======== Selected text

They ignore the other additional costs inevitably associated with Wind power and Solar Renewables:
- unreliability in terms of both intermittency and variability
- poor timing of generation, unlikely to be coordinated with demand
- long transmission lines with costly power losses and increased maintenance
- additional infrastructure necessary for access
- the costs of largely redundant back up generation only used on occasions but wastefully running in spinning reserve nonetheless
- unsynchronised generation with lack of inherent momentum.
- inability to be used for a “black start” when essential after failure
A Ready Reckoner combines costings as defined by the US Energy Information Administration, (updated in 2017), and the reported EU28 Weather Dependent Renewable installations and outputs from the EurObserv’ER organisation. More detailed comparative calculations are provided for the 5 main Weather Dependent Renewable protagonist countries in Europe.
These net calculations should avoid the distortions arising from the political interventions in support of Renewables.
These Ready Reckoner estimates give an idea of the present scale of the excess costs for Government mandated “Green Virtue Signalling” within the EU28 and a comparison between various EU countries in the cost effectiveness of their Renewable Energy programmes. It then indicates by how much the cost of Renewables varies compared to using Gas-firing or Nuclear for electricity generation both in extra capital and estimated long-term costs. Such excess costs and inefficiencies fall both on EU taxpayers and EU industrial electricity consumers.
The table above shows that the indicative overnight capital costs of the current 290GW EU28 Weather Dependent Renewable fleet is ~600€billion and the anticipated further 60 year long-term costs would amount to ~2.6€trillion, were those Renewables installed in 2018 were sustained for a full 60 year service life. The name plate installation of some 290GW actually produces a generated output of ~54GW, an overall capacity figure of ~19%. 54GW of Renewable generation actually represents about 8% of the EU28 overall power requirement.
The equivalent costs using Gas-firing to provide a similar level of continuous power generation, (~54GW), would be ~60€bn in capital costs and a further ~240€bn in 60 year long-term as compared with Renewables with capital costs of ~ 0.6€trillion and long-term costs ~2.6€trillion. The use Nuclear power would also be significantly cheaper than installing Renewables: ~250€bn less in capital costs and ~1.8€trillion less in the long-term.
The context and status of EU28 Weather Dependant Renewables
In 2018 the EU28 represented only ~10% of the global CO2 emissions and power generation in the EU only accounted for about one quarter of those CO2 emissions, transport, industry and space heating accounting for the remainder.
The ~10% EU28 portion of global emissions will diminish further as India, China and all other developing nations continue to use coal as their cheapest fuel for electricity generation, in contradiction to the spirit of the Paris Climate Accord. For the underdeveloped world to reach the current world average level of CO2 emissions / head will take about a further +~20% and to reach the present level of Chinese CO2 emissions / head will add approximately a futher ~60%. These values do not account for any further Population growth in the developing world.

================
======== Dataset rows

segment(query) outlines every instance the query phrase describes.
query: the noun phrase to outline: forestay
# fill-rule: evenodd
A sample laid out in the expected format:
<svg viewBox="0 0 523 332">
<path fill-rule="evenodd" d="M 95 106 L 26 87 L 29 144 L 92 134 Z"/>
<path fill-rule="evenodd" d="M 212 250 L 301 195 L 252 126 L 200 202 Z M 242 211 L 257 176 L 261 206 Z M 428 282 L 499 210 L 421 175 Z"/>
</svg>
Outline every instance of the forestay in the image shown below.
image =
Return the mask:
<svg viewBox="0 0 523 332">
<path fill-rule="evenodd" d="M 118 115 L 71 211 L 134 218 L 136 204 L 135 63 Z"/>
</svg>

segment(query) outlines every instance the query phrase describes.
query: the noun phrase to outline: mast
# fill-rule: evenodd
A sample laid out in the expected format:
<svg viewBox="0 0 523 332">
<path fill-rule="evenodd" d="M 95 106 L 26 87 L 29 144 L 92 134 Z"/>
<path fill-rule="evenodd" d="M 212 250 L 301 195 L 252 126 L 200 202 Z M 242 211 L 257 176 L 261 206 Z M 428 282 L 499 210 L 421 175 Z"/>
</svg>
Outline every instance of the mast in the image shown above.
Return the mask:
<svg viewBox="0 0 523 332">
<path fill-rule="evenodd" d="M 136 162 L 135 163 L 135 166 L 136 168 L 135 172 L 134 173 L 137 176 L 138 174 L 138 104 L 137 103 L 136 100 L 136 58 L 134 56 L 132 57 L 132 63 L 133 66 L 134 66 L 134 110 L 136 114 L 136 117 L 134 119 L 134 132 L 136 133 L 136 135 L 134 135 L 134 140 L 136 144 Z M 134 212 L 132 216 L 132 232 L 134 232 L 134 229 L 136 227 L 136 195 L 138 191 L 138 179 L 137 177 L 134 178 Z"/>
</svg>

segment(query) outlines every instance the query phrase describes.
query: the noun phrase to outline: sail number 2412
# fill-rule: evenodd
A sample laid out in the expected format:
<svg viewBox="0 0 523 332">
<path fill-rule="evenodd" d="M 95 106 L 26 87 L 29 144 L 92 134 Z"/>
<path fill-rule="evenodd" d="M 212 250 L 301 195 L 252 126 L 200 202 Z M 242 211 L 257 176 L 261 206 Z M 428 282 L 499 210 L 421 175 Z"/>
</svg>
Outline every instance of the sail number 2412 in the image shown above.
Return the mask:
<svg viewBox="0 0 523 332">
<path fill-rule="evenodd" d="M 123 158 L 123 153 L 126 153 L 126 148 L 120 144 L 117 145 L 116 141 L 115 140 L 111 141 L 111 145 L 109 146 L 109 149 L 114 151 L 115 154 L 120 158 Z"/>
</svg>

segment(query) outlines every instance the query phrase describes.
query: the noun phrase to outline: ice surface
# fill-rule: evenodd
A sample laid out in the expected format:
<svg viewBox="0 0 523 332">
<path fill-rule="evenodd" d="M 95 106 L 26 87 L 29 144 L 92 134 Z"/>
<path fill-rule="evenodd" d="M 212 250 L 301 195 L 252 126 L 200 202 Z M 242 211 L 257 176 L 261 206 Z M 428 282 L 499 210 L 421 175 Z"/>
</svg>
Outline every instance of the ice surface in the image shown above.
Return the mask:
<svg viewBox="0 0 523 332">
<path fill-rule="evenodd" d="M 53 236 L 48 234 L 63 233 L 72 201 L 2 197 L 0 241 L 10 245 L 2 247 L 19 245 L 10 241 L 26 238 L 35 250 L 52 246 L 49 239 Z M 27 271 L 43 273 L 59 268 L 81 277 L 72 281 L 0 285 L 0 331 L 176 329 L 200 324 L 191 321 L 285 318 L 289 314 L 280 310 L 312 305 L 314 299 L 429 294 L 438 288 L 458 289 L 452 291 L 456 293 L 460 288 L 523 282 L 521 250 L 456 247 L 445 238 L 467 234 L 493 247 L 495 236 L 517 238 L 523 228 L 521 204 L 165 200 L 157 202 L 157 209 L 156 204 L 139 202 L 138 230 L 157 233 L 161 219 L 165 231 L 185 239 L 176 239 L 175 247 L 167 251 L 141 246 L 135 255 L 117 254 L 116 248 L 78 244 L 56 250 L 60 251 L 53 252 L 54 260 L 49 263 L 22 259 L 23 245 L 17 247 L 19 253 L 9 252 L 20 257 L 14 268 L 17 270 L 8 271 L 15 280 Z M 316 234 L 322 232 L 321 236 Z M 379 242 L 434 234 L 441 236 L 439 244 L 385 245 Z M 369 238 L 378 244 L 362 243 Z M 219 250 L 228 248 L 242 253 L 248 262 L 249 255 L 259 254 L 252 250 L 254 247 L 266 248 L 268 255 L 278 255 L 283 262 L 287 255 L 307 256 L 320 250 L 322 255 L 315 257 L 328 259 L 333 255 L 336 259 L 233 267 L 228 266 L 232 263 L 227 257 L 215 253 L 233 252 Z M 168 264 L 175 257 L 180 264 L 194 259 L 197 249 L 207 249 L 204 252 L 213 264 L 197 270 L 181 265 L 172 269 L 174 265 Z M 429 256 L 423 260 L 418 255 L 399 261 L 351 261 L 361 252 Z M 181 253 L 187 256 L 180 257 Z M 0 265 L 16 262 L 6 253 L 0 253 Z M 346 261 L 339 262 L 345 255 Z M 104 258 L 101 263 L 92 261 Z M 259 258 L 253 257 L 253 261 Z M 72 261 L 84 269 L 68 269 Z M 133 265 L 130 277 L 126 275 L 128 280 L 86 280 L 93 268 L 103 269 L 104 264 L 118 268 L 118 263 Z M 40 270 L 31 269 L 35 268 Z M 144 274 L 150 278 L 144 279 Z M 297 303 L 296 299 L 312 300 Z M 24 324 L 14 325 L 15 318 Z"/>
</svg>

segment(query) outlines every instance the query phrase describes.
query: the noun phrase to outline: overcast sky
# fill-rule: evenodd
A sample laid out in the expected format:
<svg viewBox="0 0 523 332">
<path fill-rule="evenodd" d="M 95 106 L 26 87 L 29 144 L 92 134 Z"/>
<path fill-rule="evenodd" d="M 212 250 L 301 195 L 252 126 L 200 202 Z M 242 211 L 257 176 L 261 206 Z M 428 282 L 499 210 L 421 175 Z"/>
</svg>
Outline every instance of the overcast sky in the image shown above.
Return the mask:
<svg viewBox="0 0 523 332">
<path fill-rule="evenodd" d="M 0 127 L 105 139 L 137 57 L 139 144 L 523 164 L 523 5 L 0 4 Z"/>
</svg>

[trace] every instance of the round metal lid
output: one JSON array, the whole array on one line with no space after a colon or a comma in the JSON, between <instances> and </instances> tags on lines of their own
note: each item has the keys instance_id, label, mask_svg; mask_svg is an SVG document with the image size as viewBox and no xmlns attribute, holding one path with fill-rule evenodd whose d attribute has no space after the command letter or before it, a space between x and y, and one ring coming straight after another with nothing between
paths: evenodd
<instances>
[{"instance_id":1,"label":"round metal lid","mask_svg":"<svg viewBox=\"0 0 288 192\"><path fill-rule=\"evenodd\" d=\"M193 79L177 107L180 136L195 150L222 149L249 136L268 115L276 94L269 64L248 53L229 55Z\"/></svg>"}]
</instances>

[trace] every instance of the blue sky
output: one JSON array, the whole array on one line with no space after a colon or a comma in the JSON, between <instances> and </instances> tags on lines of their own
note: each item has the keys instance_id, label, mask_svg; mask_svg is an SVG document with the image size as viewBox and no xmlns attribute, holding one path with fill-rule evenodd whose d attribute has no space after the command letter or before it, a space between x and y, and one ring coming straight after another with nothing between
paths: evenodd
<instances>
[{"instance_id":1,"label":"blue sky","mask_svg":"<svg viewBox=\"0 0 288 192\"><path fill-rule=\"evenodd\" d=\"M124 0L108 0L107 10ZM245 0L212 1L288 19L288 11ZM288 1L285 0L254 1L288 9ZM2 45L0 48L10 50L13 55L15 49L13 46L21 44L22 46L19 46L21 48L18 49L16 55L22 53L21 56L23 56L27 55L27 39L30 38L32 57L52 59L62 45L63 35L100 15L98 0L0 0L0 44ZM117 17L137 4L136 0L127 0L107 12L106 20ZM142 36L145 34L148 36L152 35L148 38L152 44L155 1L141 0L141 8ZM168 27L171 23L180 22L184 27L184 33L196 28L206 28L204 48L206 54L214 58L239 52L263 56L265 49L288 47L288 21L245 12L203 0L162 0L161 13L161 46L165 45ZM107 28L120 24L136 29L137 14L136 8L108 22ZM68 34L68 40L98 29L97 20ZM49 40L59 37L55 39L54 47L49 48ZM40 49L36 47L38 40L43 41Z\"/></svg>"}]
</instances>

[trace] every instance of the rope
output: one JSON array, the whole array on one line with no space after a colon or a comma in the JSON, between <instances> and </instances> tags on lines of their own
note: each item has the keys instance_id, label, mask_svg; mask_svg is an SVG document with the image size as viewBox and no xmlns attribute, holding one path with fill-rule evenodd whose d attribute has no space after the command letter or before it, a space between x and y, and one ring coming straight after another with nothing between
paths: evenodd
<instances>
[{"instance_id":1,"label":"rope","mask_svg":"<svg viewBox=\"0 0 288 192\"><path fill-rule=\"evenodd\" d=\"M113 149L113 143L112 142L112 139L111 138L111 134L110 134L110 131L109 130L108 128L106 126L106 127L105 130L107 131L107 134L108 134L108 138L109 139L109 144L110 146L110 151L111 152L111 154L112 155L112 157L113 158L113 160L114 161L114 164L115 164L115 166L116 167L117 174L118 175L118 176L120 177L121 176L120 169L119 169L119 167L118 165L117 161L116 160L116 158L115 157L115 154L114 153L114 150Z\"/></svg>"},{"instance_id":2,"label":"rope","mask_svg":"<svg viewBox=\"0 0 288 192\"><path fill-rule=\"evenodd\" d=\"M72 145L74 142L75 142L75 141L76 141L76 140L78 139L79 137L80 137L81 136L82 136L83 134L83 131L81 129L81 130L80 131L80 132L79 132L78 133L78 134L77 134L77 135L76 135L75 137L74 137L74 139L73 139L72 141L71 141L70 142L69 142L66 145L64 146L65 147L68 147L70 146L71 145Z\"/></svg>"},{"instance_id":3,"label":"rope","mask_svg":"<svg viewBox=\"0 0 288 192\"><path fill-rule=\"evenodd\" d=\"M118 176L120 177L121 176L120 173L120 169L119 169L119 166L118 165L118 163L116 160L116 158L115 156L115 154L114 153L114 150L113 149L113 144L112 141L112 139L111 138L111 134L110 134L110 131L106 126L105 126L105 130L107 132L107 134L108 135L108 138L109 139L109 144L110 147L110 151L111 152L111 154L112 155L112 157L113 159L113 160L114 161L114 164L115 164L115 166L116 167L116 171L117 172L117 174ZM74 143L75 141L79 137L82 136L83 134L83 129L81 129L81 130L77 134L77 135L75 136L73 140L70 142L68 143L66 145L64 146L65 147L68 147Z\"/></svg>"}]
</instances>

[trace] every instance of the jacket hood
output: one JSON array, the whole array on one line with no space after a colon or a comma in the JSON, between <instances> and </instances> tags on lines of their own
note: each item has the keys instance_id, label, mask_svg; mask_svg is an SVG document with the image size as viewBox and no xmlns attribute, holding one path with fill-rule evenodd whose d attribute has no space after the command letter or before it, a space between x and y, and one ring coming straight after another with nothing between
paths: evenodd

================

→ What you need to do
**A.** In the text on renewable energy costs, recast the paragraph beginning "These Ready Reckoner estimates give an idea" as a short bulleted list that keeps its main facts.
**B.** Proceed with the text on renewable energy costs, picking up after its final sentence.
These data come from a separate source.

→ Outputs for the tasks
**A.**
- The estimates show the present scale of excess costs for government-mandated "Green Virtue Signalling" in the EU28.
- They compare EU countries on the cost effectiveness of their renewable energy programs.
- They indicate how much more renewables cost than gas-firing or nuclear electricity generation, in both extra capital and estimated long-term costs.
- These excess costs and inefficiencies fall on EU taxpayers and EU industrial electricity consumers.

**B.**
So making costly modifications UK / EU28 electricity generation technologies can only have a marginal impact on a minor proportion of current global CO2 emissions. That impact is even less if one questions the CO2 emission footprints of current Renewable technologies or their Energy Return on Energy Invested (EROEI) from manufacture to scrappage. In addition current Weather Dependent Renewable technologies are barely Carbon neutral, (they may require more CO2 emissions for their installation, manufacture and demolition), than they can ever save in the course of their service life.
EurObserv’ER is a Renewables promoting organisation supported by the European Union. They publish, as promotional material for Renewables, the installations and output achieved on an annual basis. These data have been collated since 2008 to develop this post.
The current time series EurObserv’ER data up till 2018 shows a significant reduction of Weather Dependent Renewable installations. The 2018 installation rate is less than half the maximum level achieved in 2010. Both onshore Wind power and Solar PV are reducing most rapidly.
The corresponding historic capacity factors being achieved by the Weather Dependent Renewables in Europe showing their variability can be seen below:
And the overall achieved capacity factors are compared here with conventional generation technologies.
A Comparative Cost Model
The US Energy Information Administration, (US EIA), provides detailed cost comparisons in US$, avoiding the distorting effects of Government fiscal and subsidy policies supporting Renewable Energy.
This table of comparative US$ values has been condensed and reduced to a common costs comparator as $:€billion / Gigawatt for both capital and long-term costs, (60 years, the equivalent life of a Nuclear generation installation), as below.
The comparative costs of generation of different Weather Dependent Renewables are charted below. However the true comparative costs (€bn/GW) of the power actually generated can be seen when capital and long-term costs are assessed with the productive output as was achieved by the EU28 in 2018 and is expressed graphically as below
Notes on the above comparative costs:
- The graphic above shows the actual costs of differing generation technologies in capital and in the 60 year long-term.
- This graphic effectively shows the bare costs of electricity actually generated compared to conventional generation. In spite of Renewable announcements asserting that Renewables now have equivalent costs, these comparative figures clearly show that that promotional assertion is very exaggerated, particularly for Offshore Wind and Solar PV.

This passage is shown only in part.